**SET EXERCISE A**: Select every line of the listing that contains the string "white", and copy each one. Case counts, so match only that exact capitalization.

━━ SOURCE PASSAGE

[PATCH v8 6/6] drm/xe/guc: Plumb GuC-capture into dev coredump

Sat May 11 20:25:05 UTC 2024

On Mon, 2024-05-06 at 18:47 -0700, Zhanjun Dong wrote:
> Add xe_hw_engine_snapshot_from_capture to take snapshot from capture
> node list.
alan: maybe better to describe this more accurately such as
"Add xe_hw_engine_snapshot_from_capture to find the matching
guc-error-capture node that was extraced before hand, and
take a snapshot of the registers of that node"

> Add data struct to map register to a snapshot field, although all
> field is mapped now, which means the offset could be optimized out,
> while in the future, depends on system configuration, the field might
> not be consecutive, keep the offset is reserved for future.
alan: this description needs more clarity. it makes absolute sense only
AFTER understanding the code which i feel isn't good enough for the
purpose of a commit message. If i may offer a suggestion ->

"Repurpose 'regs' substruct from 'struct xe_hw_engine_snapshot'
giving its own type along with additional helper structs
(__reg_map_descr / __reg_map_descr_64) for the purpose of enabling
an immediate lookup of a specific register store within regs struct
based on its location. Although one could argue this is not needed
because the current register mmio-address-offsets are sequential
within the hw mmio-bar, this won't scale for class-registers
or global-registers that are spaced out"

alan:snip
> 
> diff --git a/drivers/gpu/drm/xe/xe_guc_capture.c b/drivers/gpu/drm/xe/xe_guc_capture.c
> index 42aae4d99514..959d318f8a6f 100644
> --- a/drivers/gpu/drm/xe/xe_guc_capture.c
> +++ b/drivers/gpu/drm/xe/xe_guc_capture.c
> @@ -37,28 +37,33 @@
>   *       from the engine-mmio-base
>   */
>  #define COMMON_XELP_BASE_GLOBAL \
> -       { FORCEWAKE_GT,             0,      0, "FORCEWAKE" }
> +       { FORCEWAKE_GT,                         0,      0}
alan: took me a while to realize we actually dont even seem to be
printing out FORCEWAKE_GT register value (via devcoredump) nor any
global or class regisers from the xe_guc_capture lists.
See my additional comments with details further down at function
'guc_capture_find_ecode'
alan:snip 
>  #define COMMON_BASE_ENGINE_INSTANCE \
> -       { RING_ESR(0),              0,      0, "ESR" }, \
> -       { RING_EMR(0),              0,      0, "EMR" }, \
> -       { RING_EIR(0),              0,      0, "EIR" }, \
alan:snip
> +       { RING_ESR(0),                          0,      0}, \
> +       { RING_EMR(0),                          0,      0}, \
> +       { RING_EIR(0),                          0,      0}, \
alan:snip
>  /* XE_LP Global */
>  static const struct __guc_mmio_reg_descr xe_lp_global_regs[] = {
> @@ -207,7 +212,6 @@ static void __fill_ext_reg(struct __guc_mmio_reg_descr *ext,
>         ext->reg = XE_REG(extlist->reg.__reg.addr);
>         ext->flags = FIELD_PREP(GUC_REGSET_STEERING_GROUP, slice_id);
>         ext->flags |= FIELD_PREP(GUC_REGSET_STEERING_INSTANCE, subslice_id);
> -       ext->regname = extlist->name;
alan: as per offline conversation, we are never using "regname" anywhere
in this series (unlike i915) because regs structure in xe_hw_engine.c
provides that. Here we are rightfully removing that redundancy.

━━━━
━━ PROVIDED DATA

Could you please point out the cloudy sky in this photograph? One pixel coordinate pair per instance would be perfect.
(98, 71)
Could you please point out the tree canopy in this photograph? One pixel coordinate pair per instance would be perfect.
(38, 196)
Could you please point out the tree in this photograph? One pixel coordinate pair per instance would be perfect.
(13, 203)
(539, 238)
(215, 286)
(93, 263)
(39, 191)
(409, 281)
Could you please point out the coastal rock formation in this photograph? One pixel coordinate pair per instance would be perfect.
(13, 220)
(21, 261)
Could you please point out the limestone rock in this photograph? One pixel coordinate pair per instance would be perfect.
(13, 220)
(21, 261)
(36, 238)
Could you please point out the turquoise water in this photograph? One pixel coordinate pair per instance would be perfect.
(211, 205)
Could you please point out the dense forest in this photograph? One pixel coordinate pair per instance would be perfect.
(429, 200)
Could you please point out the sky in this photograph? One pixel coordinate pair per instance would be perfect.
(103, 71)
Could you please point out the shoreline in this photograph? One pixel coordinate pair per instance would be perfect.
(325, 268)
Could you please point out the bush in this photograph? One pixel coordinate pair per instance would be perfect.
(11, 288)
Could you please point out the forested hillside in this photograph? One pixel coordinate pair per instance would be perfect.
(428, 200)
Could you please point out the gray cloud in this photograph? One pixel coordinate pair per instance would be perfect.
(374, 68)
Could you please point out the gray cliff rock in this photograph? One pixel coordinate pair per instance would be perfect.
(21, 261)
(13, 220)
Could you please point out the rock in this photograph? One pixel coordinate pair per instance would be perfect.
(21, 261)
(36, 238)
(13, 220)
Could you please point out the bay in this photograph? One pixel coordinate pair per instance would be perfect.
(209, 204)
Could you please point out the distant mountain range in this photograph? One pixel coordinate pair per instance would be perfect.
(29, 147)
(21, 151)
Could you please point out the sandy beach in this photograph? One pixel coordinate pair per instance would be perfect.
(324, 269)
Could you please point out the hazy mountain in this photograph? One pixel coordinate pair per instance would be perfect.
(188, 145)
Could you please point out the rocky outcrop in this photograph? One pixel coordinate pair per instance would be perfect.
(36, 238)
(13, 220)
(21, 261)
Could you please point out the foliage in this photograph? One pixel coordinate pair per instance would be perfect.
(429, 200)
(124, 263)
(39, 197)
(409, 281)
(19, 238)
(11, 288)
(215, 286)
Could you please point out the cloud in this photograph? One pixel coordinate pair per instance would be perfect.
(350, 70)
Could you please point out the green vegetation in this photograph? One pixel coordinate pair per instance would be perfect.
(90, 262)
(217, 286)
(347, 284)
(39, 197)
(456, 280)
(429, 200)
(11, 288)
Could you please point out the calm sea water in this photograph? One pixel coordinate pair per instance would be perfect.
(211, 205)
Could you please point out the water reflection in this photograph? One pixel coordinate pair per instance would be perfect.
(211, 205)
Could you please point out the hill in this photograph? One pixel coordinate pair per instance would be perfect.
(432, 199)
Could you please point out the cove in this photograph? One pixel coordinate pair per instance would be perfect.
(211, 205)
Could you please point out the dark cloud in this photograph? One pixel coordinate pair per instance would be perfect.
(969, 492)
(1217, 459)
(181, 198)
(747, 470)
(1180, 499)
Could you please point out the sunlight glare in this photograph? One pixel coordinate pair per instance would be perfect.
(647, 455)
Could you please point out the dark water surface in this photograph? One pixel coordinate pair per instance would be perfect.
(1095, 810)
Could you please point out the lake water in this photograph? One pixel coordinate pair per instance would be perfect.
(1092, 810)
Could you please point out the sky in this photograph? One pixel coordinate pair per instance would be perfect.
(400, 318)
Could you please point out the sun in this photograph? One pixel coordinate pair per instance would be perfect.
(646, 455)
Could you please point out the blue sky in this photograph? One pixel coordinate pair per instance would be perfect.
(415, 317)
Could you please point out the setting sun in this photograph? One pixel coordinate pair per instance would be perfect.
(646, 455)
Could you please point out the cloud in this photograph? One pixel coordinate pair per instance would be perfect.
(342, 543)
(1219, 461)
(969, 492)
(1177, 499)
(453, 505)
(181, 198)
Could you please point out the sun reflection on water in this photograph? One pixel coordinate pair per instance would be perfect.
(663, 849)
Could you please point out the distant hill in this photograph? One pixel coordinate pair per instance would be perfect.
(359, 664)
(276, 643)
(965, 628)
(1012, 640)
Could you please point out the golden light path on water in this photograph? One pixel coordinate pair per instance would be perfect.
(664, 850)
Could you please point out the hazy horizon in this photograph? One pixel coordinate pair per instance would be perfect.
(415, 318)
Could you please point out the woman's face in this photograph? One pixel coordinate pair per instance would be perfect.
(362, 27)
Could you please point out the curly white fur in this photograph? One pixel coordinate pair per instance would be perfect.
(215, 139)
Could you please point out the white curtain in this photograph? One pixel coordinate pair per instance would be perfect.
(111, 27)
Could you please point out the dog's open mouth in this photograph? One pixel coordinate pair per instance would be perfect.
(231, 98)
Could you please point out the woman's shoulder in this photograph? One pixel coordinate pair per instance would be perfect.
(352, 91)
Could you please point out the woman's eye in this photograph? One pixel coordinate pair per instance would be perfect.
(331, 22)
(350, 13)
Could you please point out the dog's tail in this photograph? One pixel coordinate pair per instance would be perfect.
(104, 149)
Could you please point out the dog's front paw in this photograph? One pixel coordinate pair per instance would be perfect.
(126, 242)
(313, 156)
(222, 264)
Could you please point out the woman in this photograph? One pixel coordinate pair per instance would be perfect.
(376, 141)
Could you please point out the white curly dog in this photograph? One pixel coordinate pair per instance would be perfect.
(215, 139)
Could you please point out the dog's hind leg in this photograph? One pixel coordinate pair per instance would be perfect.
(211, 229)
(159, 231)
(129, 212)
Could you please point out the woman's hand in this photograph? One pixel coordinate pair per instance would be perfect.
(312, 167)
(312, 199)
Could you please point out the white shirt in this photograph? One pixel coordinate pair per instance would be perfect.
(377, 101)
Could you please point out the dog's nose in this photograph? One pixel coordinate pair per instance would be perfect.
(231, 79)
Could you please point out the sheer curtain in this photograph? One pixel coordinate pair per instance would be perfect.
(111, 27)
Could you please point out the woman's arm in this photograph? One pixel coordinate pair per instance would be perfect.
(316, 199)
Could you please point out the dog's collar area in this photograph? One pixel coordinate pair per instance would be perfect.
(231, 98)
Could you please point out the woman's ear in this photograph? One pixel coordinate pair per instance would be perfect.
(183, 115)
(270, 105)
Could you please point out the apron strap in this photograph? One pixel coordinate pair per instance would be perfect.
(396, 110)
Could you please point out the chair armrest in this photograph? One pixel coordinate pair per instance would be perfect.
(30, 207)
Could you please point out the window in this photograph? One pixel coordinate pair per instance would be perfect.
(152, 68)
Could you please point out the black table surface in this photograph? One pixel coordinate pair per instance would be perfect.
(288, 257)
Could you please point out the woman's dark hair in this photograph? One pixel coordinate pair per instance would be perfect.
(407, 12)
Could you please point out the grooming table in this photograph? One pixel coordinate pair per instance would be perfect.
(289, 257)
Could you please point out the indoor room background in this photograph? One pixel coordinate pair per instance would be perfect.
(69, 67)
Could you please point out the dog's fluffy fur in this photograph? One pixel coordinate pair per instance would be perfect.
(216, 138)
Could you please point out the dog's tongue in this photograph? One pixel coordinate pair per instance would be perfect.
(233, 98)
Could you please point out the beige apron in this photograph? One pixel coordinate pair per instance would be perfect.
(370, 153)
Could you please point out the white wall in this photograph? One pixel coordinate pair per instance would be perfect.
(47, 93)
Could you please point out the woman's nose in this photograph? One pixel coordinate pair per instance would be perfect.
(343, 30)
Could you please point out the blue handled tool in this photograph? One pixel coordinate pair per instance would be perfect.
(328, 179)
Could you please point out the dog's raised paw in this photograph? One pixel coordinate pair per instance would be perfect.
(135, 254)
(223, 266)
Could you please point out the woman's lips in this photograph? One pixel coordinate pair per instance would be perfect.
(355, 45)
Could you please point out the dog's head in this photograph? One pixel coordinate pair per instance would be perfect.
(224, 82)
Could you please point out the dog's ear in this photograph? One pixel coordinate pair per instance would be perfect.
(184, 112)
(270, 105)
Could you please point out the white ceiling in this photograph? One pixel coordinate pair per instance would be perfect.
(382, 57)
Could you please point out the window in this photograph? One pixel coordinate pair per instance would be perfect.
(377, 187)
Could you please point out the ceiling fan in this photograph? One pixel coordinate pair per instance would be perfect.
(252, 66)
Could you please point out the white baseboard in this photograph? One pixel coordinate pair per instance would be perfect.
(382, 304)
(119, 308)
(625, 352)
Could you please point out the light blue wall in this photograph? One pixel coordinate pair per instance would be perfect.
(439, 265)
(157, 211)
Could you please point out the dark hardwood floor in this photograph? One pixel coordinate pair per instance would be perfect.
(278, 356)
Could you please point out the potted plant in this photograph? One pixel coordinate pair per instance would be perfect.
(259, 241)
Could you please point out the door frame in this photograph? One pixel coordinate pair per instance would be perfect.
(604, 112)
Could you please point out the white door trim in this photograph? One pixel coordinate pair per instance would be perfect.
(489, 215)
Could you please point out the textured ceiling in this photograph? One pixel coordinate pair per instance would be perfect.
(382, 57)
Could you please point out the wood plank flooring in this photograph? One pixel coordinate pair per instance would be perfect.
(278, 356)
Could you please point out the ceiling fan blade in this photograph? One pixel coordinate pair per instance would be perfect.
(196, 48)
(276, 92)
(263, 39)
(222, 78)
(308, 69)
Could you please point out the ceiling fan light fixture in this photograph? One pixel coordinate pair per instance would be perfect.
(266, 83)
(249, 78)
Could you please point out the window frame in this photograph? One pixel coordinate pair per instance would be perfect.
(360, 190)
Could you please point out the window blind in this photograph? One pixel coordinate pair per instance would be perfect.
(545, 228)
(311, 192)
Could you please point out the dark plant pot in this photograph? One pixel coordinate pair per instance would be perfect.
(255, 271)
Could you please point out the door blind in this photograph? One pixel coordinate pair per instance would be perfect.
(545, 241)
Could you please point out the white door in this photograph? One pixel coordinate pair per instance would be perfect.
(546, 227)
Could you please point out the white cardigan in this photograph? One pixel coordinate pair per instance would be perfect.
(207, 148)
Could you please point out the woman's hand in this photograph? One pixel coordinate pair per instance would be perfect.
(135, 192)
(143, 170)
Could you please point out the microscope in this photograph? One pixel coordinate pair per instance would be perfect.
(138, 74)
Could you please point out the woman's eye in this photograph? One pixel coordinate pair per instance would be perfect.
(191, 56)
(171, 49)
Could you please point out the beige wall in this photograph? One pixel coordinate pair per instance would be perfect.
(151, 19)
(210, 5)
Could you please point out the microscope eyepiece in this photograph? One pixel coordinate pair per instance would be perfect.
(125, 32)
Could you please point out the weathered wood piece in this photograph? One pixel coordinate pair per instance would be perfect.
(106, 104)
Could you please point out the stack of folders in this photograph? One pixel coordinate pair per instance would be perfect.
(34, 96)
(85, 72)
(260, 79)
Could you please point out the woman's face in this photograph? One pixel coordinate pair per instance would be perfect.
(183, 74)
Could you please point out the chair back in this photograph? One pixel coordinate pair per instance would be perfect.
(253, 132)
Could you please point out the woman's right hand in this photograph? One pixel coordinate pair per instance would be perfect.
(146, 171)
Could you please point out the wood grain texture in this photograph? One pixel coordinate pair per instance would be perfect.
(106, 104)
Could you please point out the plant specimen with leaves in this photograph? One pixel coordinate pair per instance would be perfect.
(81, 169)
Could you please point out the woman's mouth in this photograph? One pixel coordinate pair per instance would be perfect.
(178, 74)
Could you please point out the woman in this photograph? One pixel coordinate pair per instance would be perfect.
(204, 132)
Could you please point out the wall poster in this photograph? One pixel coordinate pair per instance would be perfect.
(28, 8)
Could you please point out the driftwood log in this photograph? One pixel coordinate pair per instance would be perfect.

━━━━

**SET EXERCISE B**: In the patch review, why does the reviewer say that removing "regname" is the right change?

**EXERCISE OUTPUT A**:
Could you please point out the curly white fur in this photograph? One pixel coordinate pair per instance would be perfect.
Could you please point out the white curtain in this photograph? One pixel coordinate pair per instance would be perfect.
Could you please point out the white curly dog in this photograph? One pixel coordinate pair per instance would be perfect.
Could you please point out the white shirt in this photograph? One pixel coordinate pair per instance would be perfect.
Could you please point out the white wall in this photograph? One pixel coordinate pair per instance would be perfect.
Could you please point out the white ceiling in this photograph? One pixel coordinate pair per instance would be perfect.
Could you please point out the white baseboard in this photograph? One pixel coordinate pair per instance would be perfect.
Could you please point out the white door trim in this photograph? One pixel coordinate pair per instance would be perfect.
Could you please point out the white door in this photograph? One pixel coordinate pair per instance would be perfect.
Could you please point out the white cardigan in this photograph? One pixel coordinate pair per instance would be perfect.

**EXERCISE OUTPUT B**: The "regname" field is redundant, since it is never used in the series and the regs structure in xe_hw_engine.c already provides the register names.